>> Begin Selected text
17. Warrant Transaction Agreements

Amazon Transaction Agreement in 2022

On August 24, 2022, the Company and Amazon entered into a Transaction Agreement (the “2022 Transaction Agreement”), under which the Company concurrently issued to Amazon.com NV Investment Holdings LLC, a wholly owned subsidiary of Amazon, a warrant (the “2022 Amazon Warrant”) to acquire up to 16,000,000 shares (the “2022 Amazon Warrant Shares”) of the Company’s common stock, subject to certain vesting events described below. The

Company and Amazon entered into the 2022 Transaction Agreement in connection with a concurrent commercial arrangement under which Amazon agreed to purchase hydrogen fuel from the Company through August 24, 2029.
>> End Selected text
>> Begin Dataset rows
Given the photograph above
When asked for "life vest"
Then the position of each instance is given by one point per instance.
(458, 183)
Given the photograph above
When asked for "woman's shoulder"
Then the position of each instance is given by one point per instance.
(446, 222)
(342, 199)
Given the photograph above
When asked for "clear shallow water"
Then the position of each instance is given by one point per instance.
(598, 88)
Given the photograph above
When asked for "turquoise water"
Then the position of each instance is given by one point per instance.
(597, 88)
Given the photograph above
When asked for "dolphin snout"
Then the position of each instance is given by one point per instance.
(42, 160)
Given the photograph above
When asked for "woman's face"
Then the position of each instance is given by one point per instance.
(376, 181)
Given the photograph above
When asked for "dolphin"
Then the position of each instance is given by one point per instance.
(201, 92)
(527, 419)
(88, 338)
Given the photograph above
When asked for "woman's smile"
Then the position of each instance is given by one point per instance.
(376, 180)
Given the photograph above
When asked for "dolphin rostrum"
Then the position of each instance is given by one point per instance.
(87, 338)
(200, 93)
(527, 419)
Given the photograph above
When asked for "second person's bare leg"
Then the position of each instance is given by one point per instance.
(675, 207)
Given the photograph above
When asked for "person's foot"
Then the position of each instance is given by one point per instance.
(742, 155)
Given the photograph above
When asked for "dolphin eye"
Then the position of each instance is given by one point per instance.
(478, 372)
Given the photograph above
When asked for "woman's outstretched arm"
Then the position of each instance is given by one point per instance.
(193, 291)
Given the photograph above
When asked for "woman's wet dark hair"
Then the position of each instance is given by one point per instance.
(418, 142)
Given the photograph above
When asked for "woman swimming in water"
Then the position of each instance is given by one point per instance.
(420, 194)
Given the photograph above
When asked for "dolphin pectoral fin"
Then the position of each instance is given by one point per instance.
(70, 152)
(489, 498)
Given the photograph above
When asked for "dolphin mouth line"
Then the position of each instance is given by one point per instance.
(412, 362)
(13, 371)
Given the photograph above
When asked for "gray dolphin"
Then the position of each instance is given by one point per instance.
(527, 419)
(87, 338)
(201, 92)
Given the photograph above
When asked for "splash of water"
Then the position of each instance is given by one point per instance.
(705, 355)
>> End Dataset rows
» **Parts of the exercise**:
**1.** Print the passage on the Amazon warrant agreement word for word, between "On August 24, 2022, the" and "August 24, 2029.", inclusive.
**2.** Carry on the passage on the Amazon warrant agreement from the point where it stops.

» **Results**:
**1.**
On August 24, 2022, the Company and Amazon entered into a Transaction Agreement (the “2022 Transaction Agreement”), under which the Company concurrently issued to Amazon.com NV Investment Holdings LLC, a wholly owned subsidiary of Amazon, a warrant (the “2022 Amazon Warrant”) to acquire up to 16,000,000 shares (the “2022 Amazon Warrant Shares”) of the Company’s common stock, subject to certain vesting events described below. The

Company and Amazon entered into the 2022 Transaction Agreement in connection with a concurrent commercial arrangement under which Amazon agreed to purchase hydrogen fuel from the Company through August 24, 2029.

**2.**
Warrant

1,000,000 of the 2022 Amazon Warrant Shares vested immediately upon issuance of the 2022 Amazon Warrant. 15,000,000 of the 2022 Amazon Warrant Shares will vest in multiple tranches over the 7-year term of the 2022 Amazon Warrant based on payments made to the Company directly by Amazon or its affiliates, or indirectly through third parties, with 15,000,000 of the 2022 Amazon Warrant Shares fully vesting if Amazon-related payments of $2.1 billion are made in the aggregate. The exercise price for the first 9,000,000 2022 Amazon Warrant Shares is $22.9841 per share and the fair value on the grant date was $20.36. The exercise price for the remaining 7,000,000 2022 Amazon Warrant Shares will be an amount per share equal to 90% of the 30-day volume weighted average share price of the Company’s common stock as of the final vesting event that results in full vesting of the first 9,000,000 2022 Amazon Warrant Shares. The 2022 Amazon Warrant is exercisable through August 24, 2029.

Upon the consummation of certain change of control transactions (as defined in the 2022 Amazon Warrant) prior to the vesting of at least 60% of the aggregate 2022 Amazon Warrant Shares, the 2022 Amazon Warrant will automatically vest and become exercisable with respect to an additional number of 2022 Amazon Warrant Shares such that 60% of the aggregate 2022 Amazon Warrant Shares shall have vested. If a change of control transaction is consummated after the vesting of at least 60% of the aggregate 2022 Amazon Warrant Shares, then no acceleration of vesting will occur with respect to any of the unvested 2022 Amazon Warrant Shares as a result of the transaction. The exercise price and the 2022 Amazon Warrant Shares issuable upon exercise of the Amazon Warrant are subject to customary antidilution adjustments.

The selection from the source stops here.